## Excerpt provided
==================================================
Atoms and Atomic Structure

Definition and Properties of Atoms

Atoms are the smallest units of matter that retain the properties of an element. They are composed of subatomic particles and are the building blocks of all matter.

• Subatomic particles include protons, neutrons, and electrons.

• Protons have a mass of 1 and a positive charge.

• Neutrons have a mass of 1 and no charge.

• Electrons have negligible mass and a negative charge.

Elements and the Periodic Table

• 92 elements occur naturally.

• Elements are composed of atoms with unique properties.

• Atoms are organized in the periodic table by their properties.

• Six elements (C, H, N, O, P, S) are fundamental to living organisms.

Atomic Neutrality

• Atoms are electrically neutral because the number of protons equals the number of electrons.

Isotopes

Isotopes are atoms of the same element with the same number of protons but different numbers of neutrons.

• Most elements have several isotopes; most are stable.
==================================================
## Data records
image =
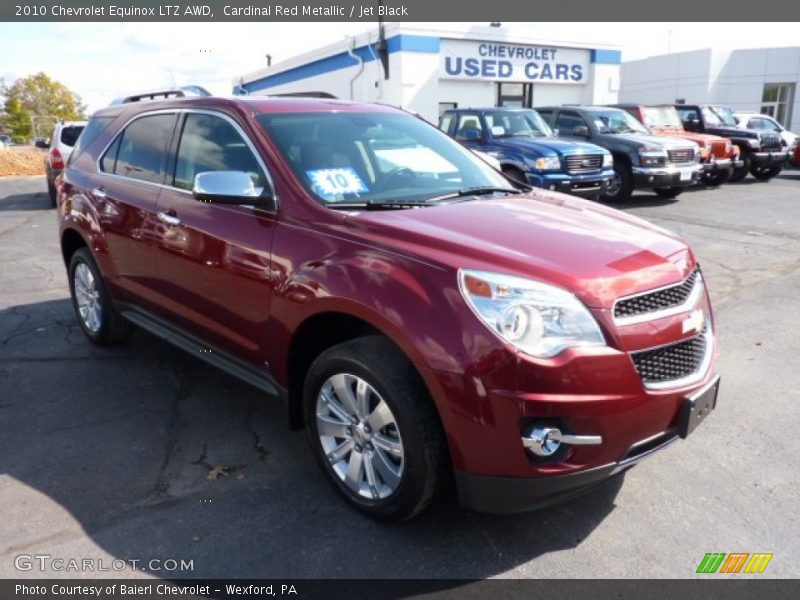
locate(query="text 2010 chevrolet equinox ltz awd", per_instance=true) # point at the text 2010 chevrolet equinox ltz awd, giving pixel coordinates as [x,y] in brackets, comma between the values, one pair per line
[423,319]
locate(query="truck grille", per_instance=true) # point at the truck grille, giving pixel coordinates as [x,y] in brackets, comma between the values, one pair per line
[671,362]
[681,155]
[584,163]
[658,300]
[770,141]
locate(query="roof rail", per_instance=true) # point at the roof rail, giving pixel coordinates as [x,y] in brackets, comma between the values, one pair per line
[180,92]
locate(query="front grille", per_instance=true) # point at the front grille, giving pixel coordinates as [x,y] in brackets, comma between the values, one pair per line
[584,163]
[672,362]
[681,155]
[770,141]
[657,300]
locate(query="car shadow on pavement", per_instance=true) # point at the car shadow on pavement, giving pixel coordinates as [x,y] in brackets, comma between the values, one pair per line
[140,452]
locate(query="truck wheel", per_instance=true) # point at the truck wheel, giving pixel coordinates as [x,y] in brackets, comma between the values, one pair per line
[514,174]
[374,429]
[740,173]
[715,179]
[98,318]
[621,186]
[668,192]
[765,173]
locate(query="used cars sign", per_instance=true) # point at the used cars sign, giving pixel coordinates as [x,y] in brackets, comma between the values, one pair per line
[494,61]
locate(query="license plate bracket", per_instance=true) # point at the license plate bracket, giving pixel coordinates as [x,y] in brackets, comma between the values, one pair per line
[697,407]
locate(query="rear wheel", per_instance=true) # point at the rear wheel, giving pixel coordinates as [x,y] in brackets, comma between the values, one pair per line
[94,309]
[668,192]
[620,187]
[373,428]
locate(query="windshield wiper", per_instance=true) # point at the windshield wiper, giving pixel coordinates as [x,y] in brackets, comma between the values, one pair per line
[475,191]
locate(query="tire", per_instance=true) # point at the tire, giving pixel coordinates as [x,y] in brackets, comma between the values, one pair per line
[94,309]
[668,192]
[621,186]
[407,456]
[717,178]
[765,173]
[740,173]
[514,174]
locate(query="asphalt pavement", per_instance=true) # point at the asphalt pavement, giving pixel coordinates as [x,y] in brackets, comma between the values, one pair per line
[116,454]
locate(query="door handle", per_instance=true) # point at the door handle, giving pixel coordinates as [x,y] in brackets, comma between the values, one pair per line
[168,219]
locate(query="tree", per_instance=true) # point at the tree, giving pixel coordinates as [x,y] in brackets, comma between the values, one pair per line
[34,103]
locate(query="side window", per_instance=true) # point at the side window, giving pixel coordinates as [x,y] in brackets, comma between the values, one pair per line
[141,150]
[467,122]
[567,121]
[210,143]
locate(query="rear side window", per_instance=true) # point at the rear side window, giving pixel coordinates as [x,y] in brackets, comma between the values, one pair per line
[210,143]
[95,127]
[69,134]
[140,152]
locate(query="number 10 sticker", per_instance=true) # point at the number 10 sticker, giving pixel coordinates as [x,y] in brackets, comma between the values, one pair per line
[333,182]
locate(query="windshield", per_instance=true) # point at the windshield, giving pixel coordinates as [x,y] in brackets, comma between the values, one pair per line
[661,116]
[718,115]
[516,123]
[375,158]
[615,121]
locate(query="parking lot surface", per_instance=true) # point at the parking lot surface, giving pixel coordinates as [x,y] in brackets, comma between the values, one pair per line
[112,454]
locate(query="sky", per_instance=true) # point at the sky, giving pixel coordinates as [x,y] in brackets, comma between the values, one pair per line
[101,61]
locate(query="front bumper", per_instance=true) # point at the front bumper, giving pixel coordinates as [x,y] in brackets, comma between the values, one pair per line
[668,176]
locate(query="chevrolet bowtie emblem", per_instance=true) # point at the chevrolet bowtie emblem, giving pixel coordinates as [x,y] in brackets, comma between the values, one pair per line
[694,322]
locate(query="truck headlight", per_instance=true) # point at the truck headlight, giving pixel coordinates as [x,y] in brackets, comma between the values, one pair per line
[547,163]
[539,319]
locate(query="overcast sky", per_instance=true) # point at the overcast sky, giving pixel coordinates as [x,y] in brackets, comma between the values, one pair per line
[101,61]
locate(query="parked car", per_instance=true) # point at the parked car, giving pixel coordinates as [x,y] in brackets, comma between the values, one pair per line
[718,155]
[529,152]
[422,318]
[762,152]
[641,160]
[59,149]
[791,141]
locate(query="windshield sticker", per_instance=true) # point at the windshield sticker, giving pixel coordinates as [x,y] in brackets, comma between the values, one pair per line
[336,182]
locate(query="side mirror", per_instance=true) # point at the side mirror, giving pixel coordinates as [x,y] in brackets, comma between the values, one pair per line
[230,187]
[580,131]
[471,135]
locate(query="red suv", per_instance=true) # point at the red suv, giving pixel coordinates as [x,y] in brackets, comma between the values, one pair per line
[423,318]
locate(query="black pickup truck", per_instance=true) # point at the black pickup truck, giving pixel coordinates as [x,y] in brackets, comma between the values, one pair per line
[761,151]
[641,160]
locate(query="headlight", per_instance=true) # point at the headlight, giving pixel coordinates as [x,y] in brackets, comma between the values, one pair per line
[547,163]
[539,319]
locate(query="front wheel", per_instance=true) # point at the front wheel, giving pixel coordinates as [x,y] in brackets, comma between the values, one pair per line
[373,428]
[668,192]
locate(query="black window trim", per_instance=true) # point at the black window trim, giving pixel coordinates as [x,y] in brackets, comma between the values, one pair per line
[172,147]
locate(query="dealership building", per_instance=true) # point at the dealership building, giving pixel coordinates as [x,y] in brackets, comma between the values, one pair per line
[763,80]
[428,71]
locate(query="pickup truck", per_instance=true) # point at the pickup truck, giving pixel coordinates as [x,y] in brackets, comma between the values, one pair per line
[763,155]
[641,160]
[718,155]
[529,152]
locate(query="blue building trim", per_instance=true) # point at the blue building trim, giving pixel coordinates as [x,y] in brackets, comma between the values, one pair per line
[343,60]
[606,57]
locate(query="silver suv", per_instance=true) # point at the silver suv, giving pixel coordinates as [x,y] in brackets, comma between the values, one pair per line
[59,150]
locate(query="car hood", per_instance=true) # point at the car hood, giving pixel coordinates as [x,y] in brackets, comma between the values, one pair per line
[595,252]
[553,145]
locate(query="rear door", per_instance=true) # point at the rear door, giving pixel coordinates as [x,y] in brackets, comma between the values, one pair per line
[131,172]
[214,268]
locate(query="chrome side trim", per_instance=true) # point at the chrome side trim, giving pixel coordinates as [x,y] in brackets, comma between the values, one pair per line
[691,301]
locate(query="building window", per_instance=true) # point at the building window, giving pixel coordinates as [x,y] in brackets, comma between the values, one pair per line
[515,95]
[776,101]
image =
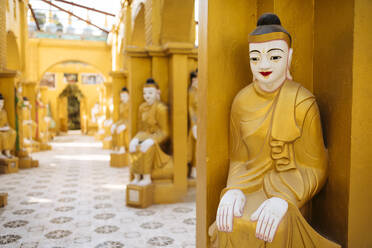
==================================================
## Set tasks
[1] Please translate this sentence from the atomic structure notes above into Spanish: "Isotopes are atoms of the same element with the same number of protons but different numbers of neutrons."
[2] Write the next part of the atomic structure notes, picking up after their final line.

## Answer set
[1] Los isótopos son átomos del mismo elemento con el mismo número de protones pero distinto número de neutrones.

[2]
• Some isotopes have special names (e.g., hydrogen isotopes: 1H, 2H, 3H).

• Example: Carbon has isotopes 12C (6 neutrons), 13C (7 neutrons), 14C (8 neutrons).

Electrons and Chemical Behavior

• Electrons are located in orbitals arranged in shells around the nucleus.

• The outermost shell (valence shell) determines how atoms interact and bond.

• Atoms are most stable when their outermost shell is full (octet rule: 8 electrons).

• Reactive atoms have unpaired electrons in their valence shell.

• The energy level of each shell increases with distance from the nucleus.

Elements, Molecules, and Compounds

Definitions

• Element: A pure substance containing only one kind of atom.

• Molecule: An electrically neutral group of two or more atoms held together by chemical bonds (e.g., O2).

• Compound: A molecule made up of two or more different elements in a fixed ratio (e.g., H2O, NaCl).

• Molecular weight: The sum of atomic weights of all atoms in a molecule.

Chemical Bonds

Types of Chemical Bonds

• Covalent Bonds: Attractive forces that link two atoms together by sharing electrons.

• Polar covalent bonds: Unequal sharing of electrons (e.g., H2O).

• Nonpolar covalent bonds: Equal sharing of electrons (e.g., C-H bond).

• Electronegativity: The ability of an atom to attract electrons in a bond. The more electronegative an atom, the more strongly it pulls shared electrons.

Ions and Ionic Bonds

• Ions: Electrically charged particles formed when atoms lose or gain electrons.

• Cations: Positive ions.

• Anions: Negative ions.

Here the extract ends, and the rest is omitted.